● **Task requirements**
Reproduce the listing below line for line, without the pictures.

(Pointing data excerpts)
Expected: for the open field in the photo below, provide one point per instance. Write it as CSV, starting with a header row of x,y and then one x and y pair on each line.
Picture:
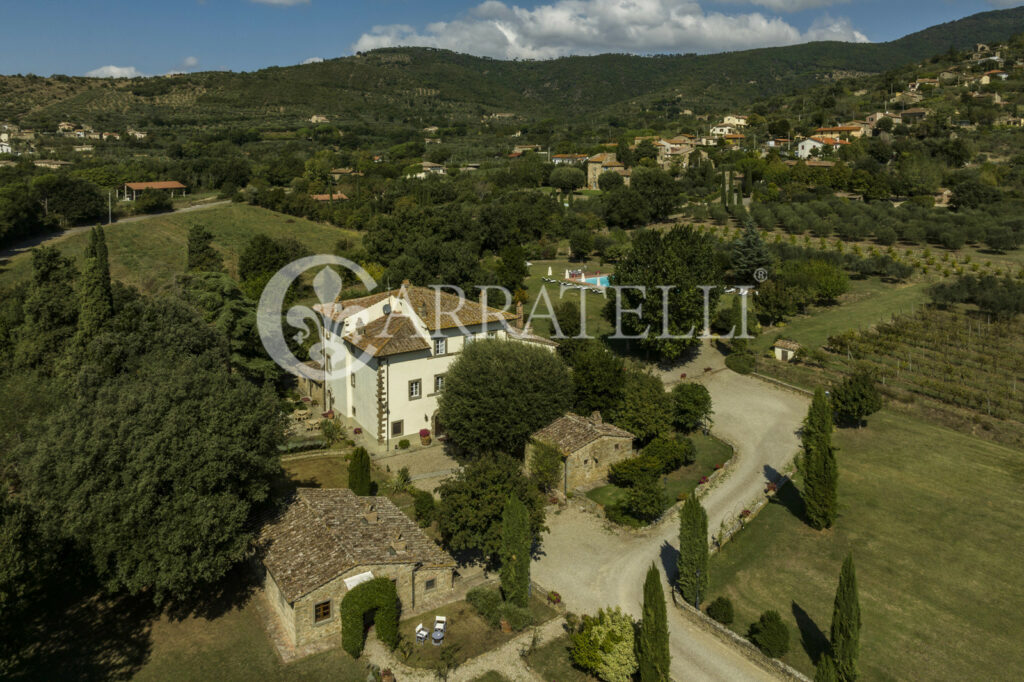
x,y
711,453
233,646
596,324
150,253
868,302
935,521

● **Exercise result**
Expected: for the open field in the photo below, provide one point per instance. Write it as CSV, starting with a header row of x,y and then one x and y pair on each line.
Picture:
x,y
711,453
233,646
596,324
150,253
868,302
935,521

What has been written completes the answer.